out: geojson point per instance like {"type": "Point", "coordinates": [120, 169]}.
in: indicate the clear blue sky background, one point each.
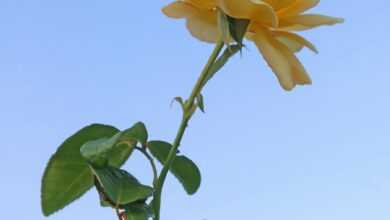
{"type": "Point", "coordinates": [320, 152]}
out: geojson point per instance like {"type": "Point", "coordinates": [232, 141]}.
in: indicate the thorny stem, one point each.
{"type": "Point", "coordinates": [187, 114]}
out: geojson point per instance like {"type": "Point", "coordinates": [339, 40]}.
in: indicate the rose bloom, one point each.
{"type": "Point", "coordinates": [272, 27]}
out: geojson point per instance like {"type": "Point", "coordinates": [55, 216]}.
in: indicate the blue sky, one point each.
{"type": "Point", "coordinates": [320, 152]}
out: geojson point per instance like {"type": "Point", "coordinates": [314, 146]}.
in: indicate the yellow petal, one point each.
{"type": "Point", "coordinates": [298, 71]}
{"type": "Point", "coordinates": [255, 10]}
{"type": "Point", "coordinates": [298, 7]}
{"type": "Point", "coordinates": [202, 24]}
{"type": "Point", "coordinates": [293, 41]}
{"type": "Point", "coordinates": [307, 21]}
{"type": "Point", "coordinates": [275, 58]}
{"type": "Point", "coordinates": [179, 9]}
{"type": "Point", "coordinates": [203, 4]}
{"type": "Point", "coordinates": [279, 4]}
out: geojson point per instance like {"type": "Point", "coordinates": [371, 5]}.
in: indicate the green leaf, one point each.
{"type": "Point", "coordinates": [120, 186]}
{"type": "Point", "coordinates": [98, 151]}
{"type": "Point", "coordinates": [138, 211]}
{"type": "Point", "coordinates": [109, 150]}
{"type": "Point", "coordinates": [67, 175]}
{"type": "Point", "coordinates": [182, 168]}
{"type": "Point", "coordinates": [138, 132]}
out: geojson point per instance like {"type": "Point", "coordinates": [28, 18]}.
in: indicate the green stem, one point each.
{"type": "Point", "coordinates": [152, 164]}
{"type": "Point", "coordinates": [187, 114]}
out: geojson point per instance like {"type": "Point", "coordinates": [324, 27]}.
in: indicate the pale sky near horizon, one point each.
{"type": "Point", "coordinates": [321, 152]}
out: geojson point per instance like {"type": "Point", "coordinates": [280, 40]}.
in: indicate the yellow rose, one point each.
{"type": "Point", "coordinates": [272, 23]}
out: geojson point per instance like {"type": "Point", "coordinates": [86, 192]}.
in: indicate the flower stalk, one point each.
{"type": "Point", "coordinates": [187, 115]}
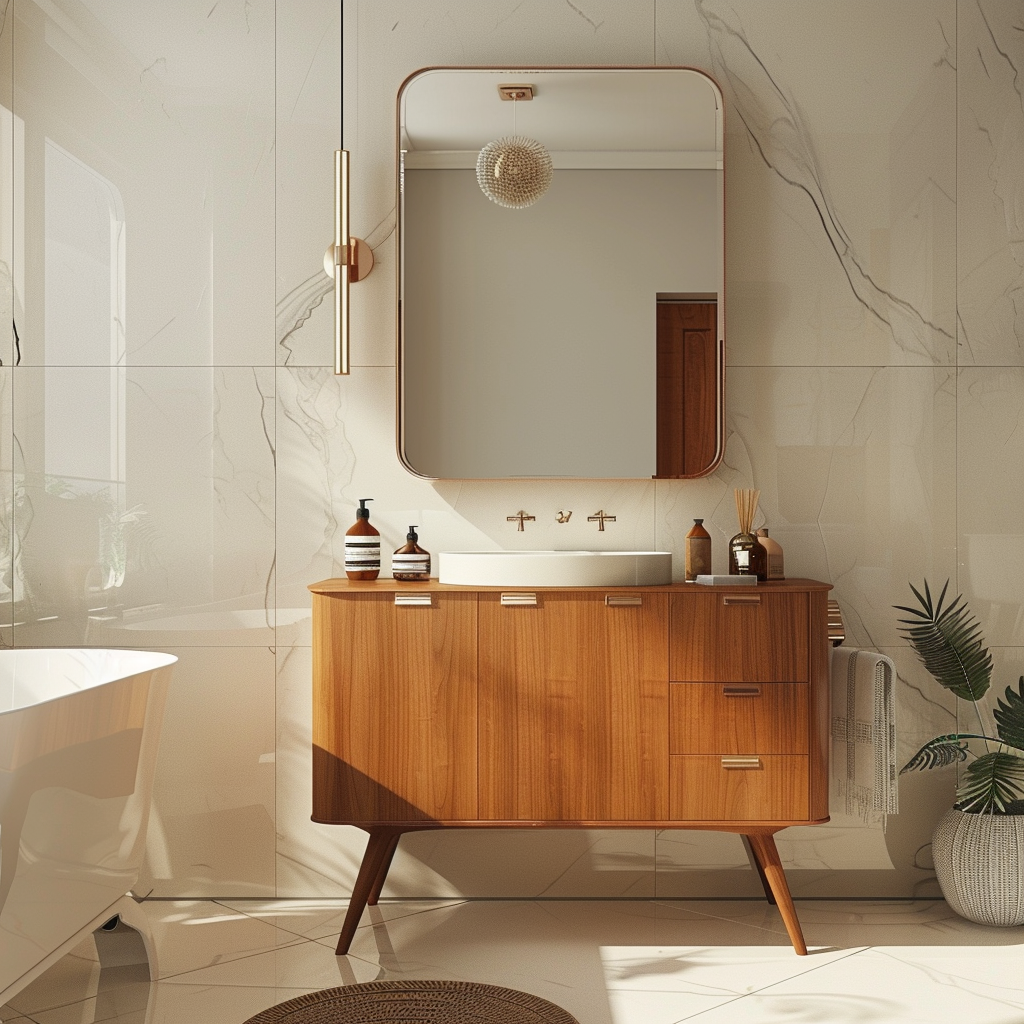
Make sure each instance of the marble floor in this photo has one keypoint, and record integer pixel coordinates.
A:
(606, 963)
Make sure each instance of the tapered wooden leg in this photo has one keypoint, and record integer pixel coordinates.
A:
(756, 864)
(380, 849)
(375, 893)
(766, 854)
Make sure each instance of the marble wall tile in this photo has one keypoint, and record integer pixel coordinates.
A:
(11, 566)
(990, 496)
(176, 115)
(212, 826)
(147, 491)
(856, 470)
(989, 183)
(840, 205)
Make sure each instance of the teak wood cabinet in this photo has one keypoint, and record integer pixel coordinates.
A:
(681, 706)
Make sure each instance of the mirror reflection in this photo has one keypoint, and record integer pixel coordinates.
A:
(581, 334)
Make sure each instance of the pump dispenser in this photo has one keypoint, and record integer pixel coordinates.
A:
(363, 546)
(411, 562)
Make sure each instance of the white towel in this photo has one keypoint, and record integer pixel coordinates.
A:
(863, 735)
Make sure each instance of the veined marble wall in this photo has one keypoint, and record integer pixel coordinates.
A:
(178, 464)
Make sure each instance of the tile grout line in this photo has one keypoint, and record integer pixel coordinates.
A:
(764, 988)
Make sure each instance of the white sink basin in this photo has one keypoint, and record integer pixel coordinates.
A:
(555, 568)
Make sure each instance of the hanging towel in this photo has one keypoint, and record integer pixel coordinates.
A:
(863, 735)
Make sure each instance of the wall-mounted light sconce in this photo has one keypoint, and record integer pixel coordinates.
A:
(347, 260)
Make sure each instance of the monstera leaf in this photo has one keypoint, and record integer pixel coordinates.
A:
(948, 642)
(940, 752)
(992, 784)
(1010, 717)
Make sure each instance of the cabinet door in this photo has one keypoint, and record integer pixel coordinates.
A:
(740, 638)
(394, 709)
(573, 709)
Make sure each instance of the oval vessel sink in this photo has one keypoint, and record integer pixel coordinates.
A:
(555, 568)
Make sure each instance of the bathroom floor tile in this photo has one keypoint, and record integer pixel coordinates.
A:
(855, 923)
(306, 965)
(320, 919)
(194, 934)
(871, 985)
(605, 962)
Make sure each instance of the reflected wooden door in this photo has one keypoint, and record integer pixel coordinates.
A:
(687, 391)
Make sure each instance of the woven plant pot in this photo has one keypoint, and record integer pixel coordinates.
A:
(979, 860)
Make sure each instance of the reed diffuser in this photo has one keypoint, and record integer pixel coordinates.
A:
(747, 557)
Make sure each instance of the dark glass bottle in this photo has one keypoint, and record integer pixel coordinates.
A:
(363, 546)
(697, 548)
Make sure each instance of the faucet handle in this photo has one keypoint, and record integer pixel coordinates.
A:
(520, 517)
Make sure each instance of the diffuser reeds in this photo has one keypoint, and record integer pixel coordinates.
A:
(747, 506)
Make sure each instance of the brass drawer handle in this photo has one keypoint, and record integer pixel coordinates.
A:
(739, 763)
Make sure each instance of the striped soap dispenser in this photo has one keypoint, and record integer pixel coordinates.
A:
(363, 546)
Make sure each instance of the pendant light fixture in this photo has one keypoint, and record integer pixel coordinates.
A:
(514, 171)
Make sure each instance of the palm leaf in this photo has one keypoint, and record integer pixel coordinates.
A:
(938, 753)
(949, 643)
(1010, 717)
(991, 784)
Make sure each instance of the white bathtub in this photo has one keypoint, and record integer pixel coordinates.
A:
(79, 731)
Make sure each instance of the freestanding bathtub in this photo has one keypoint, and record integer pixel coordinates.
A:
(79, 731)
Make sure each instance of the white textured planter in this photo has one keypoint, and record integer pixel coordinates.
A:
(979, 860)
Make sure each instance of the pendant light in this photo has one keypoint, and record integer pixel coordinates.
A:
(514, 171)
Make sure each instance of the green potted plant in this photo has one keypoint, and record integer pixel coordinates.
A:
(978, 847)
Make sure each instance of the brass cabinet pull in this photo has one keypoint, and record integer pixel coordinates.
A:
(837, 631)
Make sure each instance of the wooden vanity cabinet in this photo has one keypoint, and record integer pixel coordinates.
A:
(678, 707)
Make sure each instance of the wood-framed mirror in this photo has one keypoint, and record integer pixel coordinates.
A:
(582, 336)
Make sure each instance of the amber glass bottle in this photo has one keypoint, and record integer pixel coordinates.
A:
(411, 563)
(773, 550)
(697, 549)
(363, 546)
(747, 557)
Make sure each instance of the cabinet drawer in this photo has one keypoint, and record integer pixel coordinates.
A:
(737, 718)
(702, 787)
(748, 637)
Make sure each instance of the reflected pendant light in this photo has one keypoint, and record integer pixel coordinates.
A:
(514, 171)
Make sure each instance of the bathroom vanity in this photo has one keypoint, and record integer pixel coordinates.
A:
════════════════════
# What is being asked
From the records above, pull every line that carries the word "bathroom".

# Task output
Make sure each instance of the bathroom floor tile in this photo has one keypoint, and record integer pixel coordinates.
Make sure each instance of the bathroom vanity in this photo has one keypoint, and record integer pixel coordinates.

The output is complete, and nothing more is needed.